+++ Source excerpt +++

We’ve written a number of short stories together, including “The Purloined Prose,” which first appeared in two parts in Dark Discoveries magazine, and “Sing a Song of Sixth Sense,” that has been published several times, first in a charity anthology where the money went to protect abused animals.
Stargate Atlantis: Brimstone, was a different thing altogether. We are both big science fiction fans, and though we both loved X-Files and Star Trek, this is one of the first bits of fandom that we joined as a couple. We watched Rodney and Sheppard through all their seasons, saw commanders come and go, and we were thrilled to get the opportunity to add something more permanent to the canon.
I’ve written some licensed fiction in the past. I wrote Star Trek Voyager #12, Chrysalis back in 1999 and a number of novels for White Wolf Publications. Trish and I wrote a Room 59 novel together, though it was ghosted and even the person we ghosted it for didn’t have his name on the cover, as it has a series author title. That was a good warm-up.
Trish was able to bring a different perspective to the table. She has a bunch of professional writing credits of her own, and has won the Bram Stoker award for her editing, but she started out writing fan fiction, and she understands how to turn what might be a dull, mechanical story into something that will appeal to readers who love the show, and the characters.
I’m going to turn this over to her after I say a bit about the book itself. Though Sheppard and the more action-oriented characters will always stick with me, the character I most loved on Stargate Atlantis was Rodney. I wanted to do something that would bring that character a new dimension – and I think, maybe, I did that. I won’t give anything away, but I think Rodney fans will be happy with the part he plays in this one, while we didn’t skimp on any of the others. Maybe David Hewlett will read the book someday and enjoy it.

+++ Material +++

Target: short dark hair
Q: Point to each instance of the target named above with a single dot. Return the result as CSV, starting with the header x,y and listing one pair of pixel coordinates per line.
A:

+++

* Direction A *
Copy the stretch of the Stargate Atlantis excerpt from "I’m going to" through "and enjoy it." word for word.
* Direction B *
According to the Stargate Atlantis excerpt, what award has Trish won for her editing?

* Correct response A *
I’m going to turn this over to her after I say a bit about the book itself. Though Sheppard and the more action-oriented characters will always stick with me, the character I most loved on Stargate Atlantis was Rodney. I wanted to do something that would bring that character a new dimension – and I think, maybe, I did that. I won’t give anything away, but I think Rodney fans will be happy with the part he plays in this one, while we didn’t skimp on any of the others. Maybe David Hewlett will read the book someday and enjoy it.

* Correct response B *
The Bram Stoker award.